**WHAT THE EXERCISE ASKS:** Change every "instance" to "occurrence" in the part of the items that opens with the line containing "Please mark the stair" and runs through the end of the items. Give that part again with nothing else altered.

— BEGIN DATA TO PROCESS —

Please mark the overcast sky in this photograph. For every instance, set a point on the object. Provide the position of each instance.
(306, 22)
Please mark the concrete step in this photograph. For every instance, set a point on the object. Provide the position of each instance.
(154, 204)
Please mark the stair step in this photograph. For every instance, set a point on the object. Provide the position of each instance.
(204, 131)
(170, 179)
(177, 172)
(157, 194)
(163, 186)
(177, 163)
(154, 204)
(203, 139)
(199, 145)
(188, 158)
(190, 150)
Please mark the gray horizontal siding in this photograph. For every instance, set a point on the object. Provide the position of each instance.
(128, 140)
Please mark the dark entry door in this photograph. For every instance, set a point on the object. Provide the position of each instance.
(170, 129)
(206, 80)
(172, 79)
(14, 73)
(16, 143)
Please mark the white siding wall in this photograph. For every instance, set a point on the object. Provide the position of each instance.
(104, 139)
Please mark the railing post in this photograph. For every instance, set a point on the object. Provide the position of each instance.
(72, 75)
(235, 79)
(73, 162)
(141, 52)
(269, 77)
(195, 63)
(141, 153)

— END DATA TO PROCESS —

**EXPECTED ANSWER:**
Please mark the stair step in this photograph. For every occurrence, set a point on the object. Provide the position of each occurrence.
(204, 131)
(170, 179)
(177, 172)
(157, 194)
(163, 186)
(177, 163)
(154, 204)
(203, 139)
(199, 145)
(188, 158)
(190, 150)
Please mark the gray horizontal siding in this photograph. For every occurrence, set a point on the object. Provide the position of each occurrence.
(128, 140)
Please mark the dark entry door in this photograph. For every occurrence, set a point on the object. Provide the position of each occurrence.
(170, 129)
(206, 80)
(172, 79)
(14, 73)
(16, 143)
Please mark the white siding wall in this photograph. For every occurrence, set a point on the object. Provide the position of each occurrence.
(104, 139)
Please mark the railing post in this photograph. For every occurrence, set a point on the object. Provide the position of each occurrence.
(72, 75)
(235, 79)
(73, 162)
(141, 52)
(269, 77)
(195, 63)
(141, 153)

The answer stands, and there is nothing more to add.